▶ _Directions_:
An exact copy of every entry is required, without the pictures.

::: Extracted records

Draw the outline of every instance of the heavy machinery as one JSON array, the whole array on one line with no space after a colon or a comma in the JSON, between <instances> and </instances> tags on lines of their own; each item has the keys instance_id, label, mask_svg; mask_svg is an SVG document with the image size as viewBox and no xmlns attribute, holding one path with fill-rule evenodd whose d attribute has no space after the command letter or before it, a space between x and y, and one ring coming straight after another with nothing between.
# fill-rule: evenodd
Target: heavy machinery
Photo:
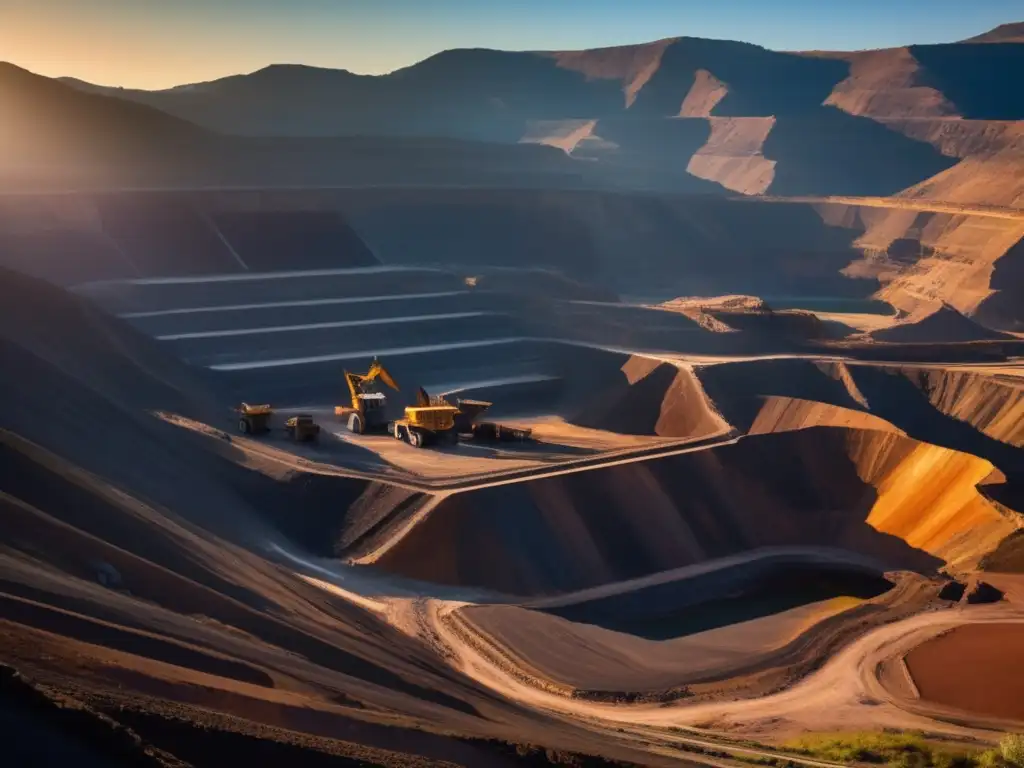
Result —
<instances>
[{"instance_id":1,"label":"heavy machinery","mask_svg":"<svg viewBox=\"0 0 1024 768\"><path fill-rule=\"evenodd\" d=\"M405 418L391 422L388 431L396 440L402 440L413 448L428 445L455 445L459 433L455 429L455 417L459 409L454 405L410 405L405 409Z\"/></svg>"},{"instance_id":2,"label":"heavy machinery","mask_svg":"<svg viewBox=\"0 0 1024 768\"><path fill-rule=\"evenodd\" d=\"M510 427L495 421L473 422L471 430L475 440L498 443L525 443L533 435L532 429Z\"/></svg>"},{"instance_id":3,"label":"heavy machinery","mask_svg":"<svg viewBox=\"0 0 1024 768\"><path fill-rule=\"evenodd\" d=\"M398 391L398 384L375 357L366 373L345 371L345 383L352 397L351 405L338 405L334 415L344 420L348 431L356 435L365 432L382 432L387 429L387 396L376 388L380 379L391 389Z\"/></svg>"},{"instance_id":4,"label":"heavy machinery","mask_svg":"<svg viewBox=\"0 0 1024 768\"><path fill-rule=\"evenodd\" d=\"M424 390L420 390L420 397L429 400L434 404L451 405L443 395L441 397L430 397ZM486 400L470 400L468 398L457 398L454 403L459 412L455 416L455 431L460 435L472 435L473 439L481 442L525 442L533 434L532 430L520 427L510 427L506 424L498 424L494 421L477 421L494 403Z\"/></svg>"},{"instance_id":5,"label":"heavy machinery","mask_svg":"<svg viewBox=\"0 0 1024 768\"><path fill-rule=\"evenodd\" d=\"M335 406L334 414L345 421L353 434L386 431L414 448L455 445L459 434L472 434L479 440L526 440L530 437L528 429L477 422L477 416L490 408L491 403L457 400L452 404L444 397L431 397L422 387L416 393L416 405L407 406L403 418L389 422L387 396L377 389L378 380L398 392L394 377L376 357L366 373L345 371L352 402Z\"/></svg>"},{"instance_id":6,"label":"heavy machinery","mask_svg":"<svg viewBox=\"0 0 1024 768\"><path fill-rule=\"evenodd\" d=\"M443 397L431 397L420 387L416 392L416 405L407 406L405 418L391 422L388 431L396 440L413 448L427 445L455 445L459 442L457 406Z\"/></svg>"},{"instance_id":7,"label":"heavy machinery","mask_svg":"<svg viewBox=\"0 0 1024 768\"><path fill-rule=\"evenodd\" d=\"M446 436L444 441L454 443L458 435L472 435L476 440L487 442L524 442L530 439L532 432L529 429L509 427L493 421L477 421L477 418L492 405L493 403L486 400L468 398L459 398L453 404L444 395L431 397L422 387L416 395L417 409L454 409L451 426L454 437ZM406 409L407 416L410 410Z\"/></svg>"},{"instance_id":8,"label":"heavy machinery","mask_svg":"<svg viewBox=\"0 0 1024 768\"><path fill-rule=\"evenodd\" d=\"M260 435L270 431L270 417L274 409L269 405L249 405L242 403L238 412L238 431L243 435Z\"/></svg>"},{"instance_id":9,"label":"heavy machinery","mask_svg":"<svg viewBox=\"0 0 1024 768\"><path fill-rule=\"evenodd\" d=\"M320 425L308 413L292 416L284 423L284 429L288 437L297 443L311 443L320 437Z\"/></svg>"}]
</instances>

::::::

▶ _Result_:
Draw the outline of every instance of the heavy machinery as one JSON array, the whole array on one line with no space after a colon or a comma in the JSON, between <instances> and </instances> tags on lines of their own; each item has the keys instance_id, label, mask_svg; mask_svg is an SVG document with the image size as viewBox and no xmlns attribute, holding one path with fill-rule evenodd whose d attribute has no space after the command letter or before it, a space between x and y, and one ring coming straight after another with nothing between.
# fill-rule: evenodd
Target: heavy machinery
Photo:
Result —
<instances>
[{"instance_id":1,"label":"heavy machinery","mask_svg":"<svg viewBox=\"0 0 1024 768\"><path fill-rule=\"evenodd\" d=\"M405 418L391 422L388 431L396 440L402 440L413 448L428 445L455 445L459 433L455 429L455 417L459 409L454 405L410 405L405 409Z\"/></svg>"},{"instance_id":2,"label":"heavy machinery","mask_svg":"<svg viewBox=\"0 0 1024 768\"><path fill-rule=\"evenodd\" d=\"M510 427L495 421L473 422L471 430L475 440L498 443L525 443L533 435L532 429Z\"/></svg>"},{"instance_id":3,"label":"heavy machinery","mask_svg":"<svg viewBox=\"0 0 1024 768\"><path fill-rule=\"evenodd\" d=\"M398 391L398 384L375 357L366 373L345 371L345 383L352 397L351 405L338 405L334 415L344 420L348 431L356 435L365 432L382 432L387 429L387 396L376 388L380 379L391 389Z\"/></svg>"},{"instance_id":4,"label":"heavy machinery","mask_svg":"<svg viewBox=\"0 0 1024 768\"><path fill-rule=\"evenodd\" d=\"M424 390L420 390L420 397L429 400L434 404L451 405L443 395L441 397L430 397ZM486 400L470 400L468 398L457 398L454 403L459 412L455 416L455 431L460 435L472 435L473 439L481 442L525 442L533 434L532 430L520 427L510 427L506 424L498 424L494 421L477 421L494 403Z\"/></svg>"},{"instance_id":5,"label":"heavy machinery","mask_svg":"<svg viewBox=\"0 0 1024 768\"><path fill-rule=\"evenodd\" d=\"M335 406L334 414L345 421L353 434L386 431L414 448L455 445L459 434L472 434L479 440L526 440L530 437L528 429L477 422L477 416L490 408L491 403L457 400L452 404L444 397L431 397L422 387L416 393L416 405L407 406L403 418L389 422L387 396L377 389L378 380L398 392L394 377L376 357L366 373L345 371L352 402Z\"/></svg>"},{"instance_id":6,"label":"heavy machinery","mask_svg":"<svg viewBox=\"0 0 1024 768\"><path fill-rule=\"evenodd\" d=\"M443 397L431 397L420 387L416 392L416 405L407 406L405 418L391 422L388 431L396 440L413 448L427 445L455 445L459 442L457 406Z\"/></svg>"},{"instance_id":7,"label":"heavy machinery","mask_svg":"<svg viewBox=\"0 0 1024 768\"><path fill-rule=\"evenodd\" d=\"M446 436L444 441L454 443L458 435L472 435L476 440L487 442L524 442L530 439L532 432L529 429L509 427L493 421L477 421L477 418L492 405L493 403L486 400L468 398L459 398L453 404L444 395L431 397L422 387L416 395L417 409L454 409L451 426L454 437ZM406 409L407 416L410 410Z\"/></svg>"},{"instance_id":8,"label":"heavy machinery","mask_svg":"<svg viewBox=\"0 0 1024 768\"><path fill-rule=\"evenodd\" d=\"M260 435L270 431L270 417L274 409L269 405L249 405L242 403L238 412L238 431L243 435Z\"/></svg>"},{"instance_id":9,"label":"heavy machinery","mask_svg":"<svg viewBox=\"0 0 1024 768\"><path fill-rule=\"evenodd\" d=\"M320 425L308 413L292 416L284 423L284 429L288 437L297 443L311 443L320 437Z\"/></svg>"}]
</instances>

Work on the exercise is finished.